- Direction: Render every line of the records below as a numbered list, leaving out any blank lines.

(Excerpts from point annotation data)

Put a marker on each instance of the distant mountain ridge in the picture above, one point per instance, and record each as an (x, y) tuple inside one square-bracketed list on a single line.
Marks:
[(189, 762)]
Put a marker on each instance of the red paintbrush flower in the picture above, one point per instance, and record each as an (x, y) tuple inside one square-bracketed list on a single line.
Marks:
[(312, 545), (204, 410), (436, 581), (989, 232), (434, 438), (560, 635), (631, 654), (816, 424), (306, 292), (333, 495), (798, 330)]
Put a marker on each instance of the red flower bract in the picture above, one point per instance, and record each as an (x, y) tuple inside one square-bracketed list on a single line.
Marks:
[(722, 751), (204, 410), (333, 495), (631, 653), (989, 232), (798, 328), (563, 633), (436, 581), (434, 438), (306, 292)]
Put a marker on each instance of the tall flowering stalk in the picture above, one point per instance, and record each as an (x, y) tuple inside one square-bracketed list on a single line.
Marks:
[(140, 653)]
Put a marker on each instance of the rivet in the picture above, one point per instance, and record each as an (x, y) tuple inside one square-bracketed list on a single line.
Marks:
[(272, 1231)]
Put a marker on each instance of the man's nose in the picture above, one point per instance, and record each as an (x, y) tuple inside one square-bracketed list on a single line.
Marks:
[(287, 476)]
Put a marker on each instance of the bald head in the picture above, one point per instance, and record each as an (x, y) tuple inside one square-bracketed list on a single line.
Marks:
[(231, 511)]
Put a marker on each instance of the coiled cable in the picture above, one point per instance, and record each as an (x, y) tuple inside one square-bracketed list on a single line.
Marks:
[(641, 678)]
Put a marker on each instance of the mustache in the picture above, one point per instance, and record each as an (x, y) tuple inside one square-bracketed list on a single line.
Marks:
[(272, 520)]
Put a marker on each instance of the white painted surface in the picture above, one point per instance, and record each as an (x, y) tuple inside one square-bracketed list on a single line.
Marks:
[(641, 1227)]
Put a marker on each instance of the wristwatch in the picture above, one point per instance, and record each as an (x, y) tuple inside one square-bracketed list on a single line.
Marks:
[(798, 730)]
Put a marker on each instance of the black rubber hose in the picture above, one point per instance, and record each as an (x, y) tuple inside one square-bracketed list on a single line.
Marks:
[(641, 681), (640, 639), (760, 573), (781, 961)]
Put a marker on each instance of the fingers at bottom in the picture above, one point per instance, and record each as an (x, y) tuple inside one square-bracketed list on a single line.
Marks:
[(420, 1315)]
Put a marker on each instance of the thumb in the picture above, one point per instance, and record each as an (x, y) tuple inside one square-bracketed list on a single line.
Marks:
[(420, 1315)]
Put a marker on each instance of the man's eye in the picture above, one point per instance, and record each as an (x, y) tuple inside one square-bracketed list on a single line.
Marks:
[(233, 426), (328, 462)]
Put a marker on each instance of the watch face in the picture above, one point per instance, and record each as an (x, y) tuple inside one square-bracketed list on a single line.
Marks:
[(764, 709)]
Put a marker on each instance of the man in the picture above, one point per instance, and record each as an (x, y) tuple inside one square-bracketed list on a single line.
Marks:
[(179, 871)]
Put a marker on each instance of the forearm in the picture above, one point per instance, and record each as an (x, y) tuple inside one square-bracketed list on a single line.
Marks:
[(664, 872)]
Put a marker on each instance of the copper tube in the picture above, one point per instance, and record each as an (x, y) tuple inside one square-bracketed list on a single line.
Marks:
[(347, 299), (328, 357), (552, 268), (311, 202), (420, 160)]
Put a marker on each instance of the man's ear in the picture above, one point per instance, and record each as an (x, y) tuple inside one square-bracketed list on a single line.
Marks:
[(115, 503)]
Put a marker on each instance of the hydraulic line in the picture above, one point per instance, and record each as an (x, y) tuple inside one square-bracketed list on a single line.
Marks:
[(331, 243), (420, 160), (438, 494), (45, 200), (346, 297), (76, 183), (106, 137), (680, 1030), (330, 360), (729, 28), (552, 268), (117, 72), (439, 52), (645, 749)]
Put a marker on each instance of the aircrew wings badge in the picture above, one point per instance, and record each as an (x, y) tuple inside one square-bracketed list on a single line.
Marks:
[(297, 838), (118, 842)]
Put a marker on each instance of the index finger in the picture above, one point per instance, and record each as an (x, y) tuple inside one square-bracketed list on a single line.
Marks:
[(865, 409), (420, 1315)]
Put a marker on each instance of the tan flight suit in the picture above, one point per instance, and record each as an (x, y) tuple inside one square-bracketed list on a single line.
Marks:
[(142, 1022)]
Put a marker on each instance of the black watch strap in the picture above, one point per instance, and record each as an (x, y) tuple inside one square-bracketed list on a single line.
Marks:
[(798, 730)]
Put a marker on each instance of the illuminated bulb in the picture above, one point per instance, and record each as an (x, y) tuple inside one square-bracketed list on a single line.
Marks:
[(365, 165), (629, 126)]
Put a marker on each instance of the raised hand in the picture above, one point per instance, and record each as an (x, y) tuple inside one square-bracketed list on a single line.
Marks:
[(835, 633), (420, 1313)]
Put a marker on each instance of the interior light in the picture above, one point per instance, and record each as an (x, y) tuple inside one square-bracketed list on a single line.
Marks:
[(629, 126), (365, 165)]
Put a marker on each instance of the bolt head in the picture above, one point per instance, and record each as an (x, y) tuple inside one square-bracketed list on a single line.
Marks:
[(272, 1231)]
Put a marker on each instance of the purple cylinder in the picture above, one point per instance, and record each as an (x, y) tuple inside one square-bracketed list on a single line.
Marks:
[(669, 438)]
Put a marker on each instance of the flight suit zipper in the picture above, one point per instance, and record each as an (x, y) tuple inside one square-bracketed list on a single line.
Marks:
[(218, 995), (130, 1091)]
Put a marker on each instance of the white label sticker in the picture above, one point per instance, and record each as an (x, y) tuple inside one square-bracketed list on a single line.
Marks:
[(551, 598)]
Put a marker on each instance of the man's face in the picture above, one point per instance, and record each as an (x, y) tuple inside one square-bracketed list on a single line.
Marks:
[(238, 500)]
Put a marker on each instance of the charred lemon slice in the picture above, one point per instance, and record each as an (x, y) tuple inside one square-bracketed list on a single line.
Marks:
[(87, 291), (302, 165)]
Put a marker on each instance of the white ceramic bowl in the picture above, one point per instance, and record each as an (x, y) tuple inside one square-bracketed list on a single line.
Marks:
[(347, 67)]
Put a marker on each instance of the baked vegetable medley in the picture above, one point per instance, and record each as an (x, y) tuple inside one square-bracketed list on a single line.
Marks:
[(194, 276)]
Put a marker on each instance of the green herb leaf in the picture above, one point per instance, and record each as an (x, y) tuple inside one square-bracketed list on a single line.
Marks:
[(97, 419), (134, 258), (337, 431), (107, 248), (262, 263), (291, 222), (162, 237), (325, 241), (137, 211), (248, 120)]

- Response below:
1. Put a marker on each instance of the distant mountain ridge in the picture above, one point per instance, and record each as an (x, y) tuple inside one square-bracketed list on a single line.
2. Marks:
3. [(189, 762)]
4. Put a marker on each instance of the red paintbrush flower in the picture above, one point per instance, and record each as an (x, y) tuple inside one square-bracketed list on a single line.
5. Marks:
6. [(312, 545), (204, 410), (436, 581), (989, 232), (434, 438), (560, 635), (631, 654), (816, 424), (306, 292), (333, 495), (798, 330)]
7. Put a marker on each instance of the red flower bract in the picture above, one point per instance, and record each as an (x, y) tuple inside one square-bracketed list on a single line.
8. Marks:
9. [(722, 751), (204, 410), (333, 495), (631, 653), (989, 232), (798, 328), (563, 633), (436, 581), (434, 438), (306, 292)]
10. Put a marker on each instance of the tall flowering stalk in the picture above, one point per instance, and record each as an (x, y) tuple inside one square-bracketed list on a single line.
11. Marks:
12. [(140, 653)]
13. Put a marker on each instance of the rivet in the picture above, one point per instance, and record each as an (x, y) tuple inside one square-bracketed list on a single line.
14. Marks:
15. [(272, 1231)]
16. Put a marker on each instance of the man's nose in the picture above, one point per instance, and record each as an (x, y) tuple inside one square-bracketed list on a single line.
17. Marks:
18. [(287, 476)]
19. Put a marker on each instance of the bald head in the picture above, one point per instance, and record each as an (x, y) tuple inside one square-bracketed list on a single line.
20. Marks:
21. [(231, 511)]
22. Put a marker on each instance of the coiled cable in the picture above, one point per instance, and record each as an (x, y) tuple inside one square-bracketed list on a single line.
23. Marks:
24. [(641, 678)]
25. Put a marker on each instance of the mustache in the picture above, one point per instance, and record each as an (x, y) tuple inside one square-bracketed list on a single line.
26. Marks:
27. [(272, 520)]
28. Put a marker on each instance of the white painted surface in the picture above, one point per instance, and record each as an (x, y) tuple inside one square-bracketed list on a single line.
29. Marks:
30. [(641, 1227)]
31. Put a marker on each instance of the wristwatch in the picture above, one point per instance, and record each as an (x, y) tuple inside one square-bracketed list on a single line.
32. Marks:
33. [(798, 730)]
34. Put a marker on each instance of the black rubber hose in the picture above, one point per instance, and record each as an (x, y) tuple inside one square-bracketed list on a single line.
35. Marks:
36. [(641, 681), (640, 639), (760, 573), (781, 961)]
37. Put a marker on each instance of the fingers at bottom in the picture above, one point per instance, and record each as an (x, y) tuple inside one square-bracketed list on a single line.
38. Marks:
39. [(420, 1315)]
40. Put a marker on each instance of the thumb in the picture above, one point per instance, and record each as an (x, y) tuple inside one square-bracketed list on a single line.
41. Marks:
42. [(420, 1315)]
43. Put a marker on each instance of the man's eye in the picture above, one point per instance, and record each as an (x, y) tuple inside one square-bracketed list on a single line.
44. Marks:
45. [(233, 426), (328, 462)]
46. Put a marker on each instance of the watch face in the picture above, one point per instance, and record each as an (x, y) tuple inside one square-bracketed list on a single line.
47. Marks:
48. [(764, 709)]
49. Put a marker on each instance of the man in the picture above, one point per instance, and record each as an (x, y) tuple inside one square-bracketed list on a single line.
50. Marks:
51. [(179, 871)]
52. Put a marker on each instance of the forearm in the picture above, one point per instance, and record each as an (x, y) tuple inside one square-bracketed list on a single line.
53. Marks:
54. [(664, 872)]
55. Put a marker on each instance of the copper tube in the picture above, one point per instance, and record each as an (x, y) tuple inside one square-bracketed list on a single line.
56. Marks:
57. [(347, 299), (328, 357), (552, 268), (311, 202), (420, 160)]
58. Put a marker on each instance of the man's ear in the picture above, one point per instance, and record each as an (x, y) tuple inside one square-bracketed list on a single line.
59. Marks:
60. [(115, 503)]
61. Put a marker on each instance of the hydraulic line in the picture above, one point per instance, and record each as an (x, y) tuple inside one square-bracketed list on a single line.
62. Marks:
63. [(331, 243), (420, 160), (438, 494), (45, 200), (346, 297), (76, 183), (106, 137), (680, 1030), (330, 360), (729, 28), (552, 268), (117, 72), (439, 52), (645, 749)]
64. Put a marker on each instance of the aircrew wings badge in the picture above, one point per instance, and record each as an (x, y) tuple inside one square-bracketed list on a single line.
65. Marks:
66. [(297, 838), (118, 842)]
67. Put a marker on each instance of the index finger in the picture above, one point per instance, and record each as an (x, y) tuple inside one square-bracketed list on a single line.
68. Marks:
69. [(865, 409), (420, 1315)]
70. Put a marker on each instance of the tan flight suit in the picture above, one point per instance, and record each as an (x, y) tuple inside one square-bracketed list on a single line.
71. Marks:
72. [(142, 1022)]
73. Put a marker on each instance of the black watch strap in the picture above, one point per instance, and record each as an (x, y) tuple inside one square-bracketed list on a single line.
74. Marks:
75. [(798, 730)]
76. Put a marker on each instance of the illuminated bulb in the picture above, one point per instance, and record each as an (x, y) tuple inside one square-bracketed list on a single line.
77. Marks:
78. [(365, 165), (629, 126)]
79. Put a marker on each instance of the raised hand in the picture above, one point per instance, and record each as an (x, y) tuple inside one square-bracketed list on a single line.
80. Marks:
81. [(835, 633), (420, 1313)]
82. Put a marker on each instance of the interior light in the picture above, one point per instance, and record each as an (x, y) tuple inside one square-bracketed list on a single line.
83. Marks:
84. [(629, 126), (365, 165)]
85. Put a marker on each instance of the bolt head in the picture above, one point per instance, and record each as an (x, y) tuple inside one square-bracketed list on a single line.
86. Marks:
87. [(272, 1231)]
88. Put a marker on each instance of the purple cylinder in the picture above, one point per instance, and record each as an (x, y) tuple inside one square-bracketed list on a single line.
89. Marks:
90. [(669, 438)]
91. Put a marker on each instance of the flight suit zipper in the picture above, one point per instance, and record each as an (x, y) tuple inside one square-bracketed list on a single line.
92. Marks:
93. [(218, 995), (130, 1091)]
94. Put a marker on each instance of the white label sticker in the picture above, one point per instance, and record each as an (x, y) tuple inside one square-bracketed list on a single line.
95. Marks:
96. [(551, 598)]
97. Put a marker on each instance of the man's face in the picture above, one point per instance, and record each as an (x, y) tuple inside one square-bracketed list on a single line.
98. Marks:
99. [(238, 500)]
100. Put a marker on each instance of the charred lemon slice in the picture above, one point per instance, and record each as an (x, y) tuple inside one square-bracketed list on a single line.
101. Marks:
102. [(87, 291), (302, 165)]
103. Put a marker on each instance of the white ceramic bowl in the picture above, one point per instance, and record each as an (x, y) tuple inside one square-bracketed list on a single line.
104. Marks:
105. [(347, 67)]
106. Put a marker on each instance of the baked vegetable medley in the picture above, one point per instance, and record each as an (x, y) tuple inside one square-bracketed list on a single line.
107. Marks:
108. [(194, 276)]
109. Put a marker on each instance of the green herb leaf in the picture above, one point per instance, and record each as an (x, y) tuple inside one square-bracketed list on a single line.
110. Marks:
111. [(97, 419), (134, 258), (337, 431), (107, 248), (262, 263), (291, 222), (162, 237), (325, 241), (137, 211), (248, 120)]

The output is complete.